Assigned task
All of the data is to be printed again exactly as it appears.
-- Dataset records follows --
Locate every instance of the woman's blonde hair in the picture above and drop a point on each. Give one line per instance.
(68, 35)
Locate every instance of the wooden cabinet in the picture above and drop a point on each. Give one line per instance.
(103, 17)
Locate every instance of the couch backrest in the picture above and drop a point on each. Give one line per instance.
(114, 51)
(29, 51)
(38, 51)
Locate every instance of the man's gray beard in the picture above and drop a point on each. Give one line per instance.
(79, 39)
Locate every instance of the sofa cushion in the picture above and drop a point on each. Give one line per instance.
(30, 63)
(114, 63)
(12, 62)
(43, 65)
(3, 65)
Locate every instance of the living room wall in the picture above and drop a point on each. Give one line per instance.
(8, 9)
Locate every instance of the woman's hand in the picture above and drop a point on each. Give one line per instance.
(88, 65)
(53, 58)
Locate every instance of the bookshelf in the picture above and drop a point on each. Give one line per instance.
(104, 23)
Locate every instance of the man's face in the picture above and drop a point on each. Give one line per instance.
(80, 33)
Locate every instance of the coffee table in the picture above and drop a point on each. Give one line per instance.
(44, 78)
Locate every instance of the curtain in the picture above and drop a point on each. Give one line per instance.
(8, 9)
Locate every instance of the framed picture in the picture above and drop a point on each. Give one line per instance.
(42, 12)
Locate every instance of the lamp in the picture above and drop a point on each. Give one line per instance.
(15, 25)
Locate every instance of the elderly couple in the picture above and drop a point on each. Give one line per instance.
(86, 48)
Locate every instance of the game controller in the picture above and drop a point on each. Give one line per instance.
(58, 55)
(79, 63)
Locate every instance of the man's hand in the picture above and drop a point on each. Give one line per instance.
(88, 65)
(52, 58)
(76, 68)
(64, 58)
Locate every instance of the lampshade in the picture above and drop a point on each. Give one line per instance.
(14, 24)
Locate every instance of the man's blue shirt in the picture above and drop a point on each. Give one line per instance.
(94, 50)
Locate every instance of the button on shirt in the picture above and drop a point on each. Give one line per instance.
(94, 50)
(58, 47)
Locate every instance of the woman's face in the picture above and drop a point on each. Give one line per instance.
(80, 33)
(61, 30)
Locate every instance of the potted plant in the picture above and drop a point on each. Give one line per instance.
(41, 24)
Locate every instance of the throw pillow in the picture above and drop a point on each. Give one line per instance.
-- Dataset records concluded --
Completed task
Locate every instance of the woman's blonde hair in the picture above and drop a point on each. Give one line per instance.
(68, 35)
Locate every instance of the wooden cabinet in the picture above and drop a point on each. Give one line per instance.
(103, 17)
Locate every instance of the couch backrest in the picture above and drop a point on each. Give one line per instance.
(114, 51)
(29, 51)
(38, 51)
Locate every instance of the man's gray beard in the picture above and drop a point on each. Give one line per instance.
(79, 39)
Locate every instance of the sofa cushion in the picture above and drop a point on each. Give one line per instance.
(30, 63)
(114, 63)
(12, 62)
(43, 65)
(3, 65)
Locate every instance of the living room wall in the picture above and drop a point on each. Give one line per instance.
(8, 9)
Locate every instance of the woman's hand in the picture above and drop a point on each. Give one line per instance.
(88, 65)
(53, 58)
Locate every instance of the bookshelf in the picture above and drop a point on each. Give one line per instance.
(104, 23)
Locate every instance of the man's face in the picture above and drop a point on each. Give one line per instance.
(80, 33)
Locate every instance of the coffee table in the picture above and drop a point on each. Give one line per instance.
(44, 78)
Locate every instance of the curtain in the picture above and drop a point on each. Give one line per instance.
(8, 9)
Locate every instance of the framed picture in the picture above and drop a point on each. Give one line per instance.
(42, 12)
Locate every instance of the lamp in the picture above and drop a point on each. Give one line per instance.
(15, 25)
Locate every instance of the elderly couple in the picture above and drop a point on each. Give one line per instance.
(86, 48)
Locate every instance of the game controller in the picture above and drop a point on each. Give one line per instance.
(58, 55)
(79, 63)
Locate every instance of the man's hand in the picture above and drop a point on each. Give one line per instance.
(88, 65)
(52, 58)
(76, 68)
(64, 58)
Locate every instance of the lampshade in the picture above and drop a point on each. Give one line per instance.
(14, 24)
Locate every instance of the man's blue shirt in the picture above and drop a point on each. Give one line per instance.
(94, 50)
Locate every instance of the button on shirt in the picture above and drop a point on each. Give one line per instance.
(94, 50)
(58, 47)
Locate every instance of the woman's face in the picture above and drop a point on each. Give one line per instance.
(80, 33)
(61, 30)
Locate every instance of the potted plant in the picture above and drop a point on each. Give one line per instance.
(41, 24)
Locate every instance of the throw pillow in the picture above and drop a point on each. Give one line per instance.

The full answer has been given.